### EXCERPT PROVIDED

When I was eleven years old, I went hamster crazy.

At that age, I was a connoisseur of books on pets and wildlife, and I owned countless Barron’s books on pets. I had ones on all the common breeds of dog, including one on golden retrievers.  I discovered that the dog book were all written by Americans or by people living in America or writing for an American audience, and often, the books would just have enough filler about that particular breed, which would be followed by chapters that were essentially the same in every single book. Breed did not matter.

However, there were a few exceptions to this rule. Some books were really detailed and had fascinating narratives about the dogs they kept.  They were really good. The book on dachshunds by Leni Fiedelmeier was unbelievably good. The author actually told stories about her dogs as a way illustrating the best way to care for them.

I noticed very quickly that the book was a translation from German. The dogs all had German names, and most of the dachshunds in the photographs in the book were wire-haired, which is the least common variety in North America.

So it was a good book.

I noticed that the only books from that series that were any good were those that were originally written in German. German-speaking pet owners were much more willing to get personal in their books. They were much more willing to help you understand the animal and appreciate it for what it was.

And that’s what brought me to hamsters.

The book on hamsters was by Otto von Frisch. I had no idea who that was, but years later, I learned that Otto was the son of the famous ethologist Karl von Frisch. He was a respected director at the Brunswick Natural History Museum, but he was a master naturalist. His descriptions of hamster behavior and natural history captured my imagination as nothing had before.

I knew that I had to have a golden hamster.

And not just any golden hamster.

Throughout the translation, every time the author mentioned the hamsters that possessed the original coat coloration, they were always referred to as “the wild type.”

That term captured my imagination, and I knew that I wanted to have a male golden hamster of the wild type.

When I went to the pet store to buy my first hamster, all that was available was a female black-eyed cream. She was  a nasty biter, and though I gave her the name of Linda, we always called her the Black-eyed Bitch.

I was given an ancient Teddy bear hamster soon after I got my first one, and then I bought a cinnamon and banded one. The banded one was wild-type, but only on her front and back.

It turned out that the cinnamon hamster was pregnant, and she gave birth a litter of ten. Nine of the babies were banded wild-types, which told me that the wild type was dominant, as were the bands. But one of the little ones was a true wild type without any banding at all.

### RECORD EXTRACTS
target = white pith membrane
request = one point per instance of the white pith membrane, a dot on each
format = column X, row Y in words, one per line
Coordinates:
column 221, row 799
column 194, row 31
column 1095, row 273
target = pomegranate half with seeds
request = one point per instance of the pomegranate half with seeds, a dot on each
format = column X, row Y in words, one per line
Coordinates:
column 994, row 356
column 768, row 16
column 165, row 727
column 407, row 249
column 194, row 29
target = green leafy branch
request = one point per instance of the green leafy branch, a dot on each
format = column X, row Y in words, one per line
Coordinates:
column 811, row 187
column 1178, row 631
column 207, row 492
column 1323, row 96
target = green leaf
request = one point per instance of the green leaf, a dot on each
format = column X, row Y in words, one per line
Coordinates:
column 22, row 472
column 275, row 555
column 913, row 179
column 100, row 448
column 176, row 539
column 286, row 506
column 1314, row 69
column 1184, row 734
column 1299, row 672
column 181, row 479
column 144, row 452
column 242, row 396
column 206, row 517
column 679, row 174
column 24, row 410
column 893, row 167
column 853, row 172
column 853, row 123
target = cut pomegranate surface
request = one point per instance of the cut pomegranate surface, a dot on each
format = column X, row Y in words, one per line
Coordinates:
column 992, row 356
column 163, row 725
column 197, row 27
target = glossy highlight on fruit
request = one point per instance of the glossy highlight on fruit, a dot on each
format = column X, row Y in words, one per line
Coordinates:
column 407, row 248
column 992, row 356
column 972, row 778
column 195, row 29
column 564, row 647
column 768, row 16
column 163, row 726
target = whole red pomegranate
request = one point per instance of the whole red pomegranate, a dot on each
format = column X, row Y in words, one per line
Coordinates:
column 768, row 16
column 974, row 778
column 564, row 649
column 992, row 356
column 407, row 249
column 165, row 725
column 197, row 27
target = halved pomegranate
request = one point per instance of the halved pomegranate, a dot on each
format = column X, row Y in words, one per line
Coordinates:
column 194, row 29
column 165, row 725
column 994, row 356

### WRITTEN TASKS
1. In the hamster essay above, what clues led the narrator to notice that the dachshund book was a translation from German?
2. Pick up the hamster essay after its final sentence and write what comes next.

### ANSWERS IN ORDER
1. The dogs in the book all had German names. Most of the dachshunds in its photographs were wire-haired, which is the least common variety in North America.

2.
I kept him, and he was my first male hamster. I came to prefer the males to the females. The males, although smaller, were pluckier and more confident. They matured more muscled up and svelte. I came to notice their scent glands on their hips, which they would rake along the sides of their enclosures. On a wild type male, these glands would stain their fur a bright yellow, almost like epaulets on their tawny sable forms.

They were tame in that they tolerated my presence and handling. As solitary animals, I doubt they ever gave me a passing glance. They were other beings, prisoners in our civilization that somehow adapted to our plastic “labyrinth” enclosures, water bottles, and exercise wheels.

My eleven-year-old mind could not comprehend that these animals were derived from a single litter captured in Syria in 1930.  I could not grasp the concept of how inbred these animals were. They were all derived from single litter– indeed a single male and single female from that litter– and that they had somehow survived that bottleneck and were available at virtually every pet shop for $5.00.

I did not anthropomorphize them. No, I did worse than that.  The animals I knew all around me were dogs, and I began to project upon them the essence of canines. I even tried to train them a few tricks, which they never learned.

If I owned a hamster now, I think I would have greater appreciation for them as hamsters. I would think of them hanging out in some of the most ancient fields of wheat, occasionally stealing a bit of the grain store for themselves or perhaps falling prey to those first domestic cats.

When I reread Frisch’s book on hamsters, I am able to appreciate this creature. It lived unknown to science until 1839, when a British zoologist first described a specimen of mid-sized hamster from what is now Syria. But they are creatures of the cultivated field, and they knew about our kind for thousands of years before we came to know them.

And yet they remain so distant.

As prisoners in a foreign land should be.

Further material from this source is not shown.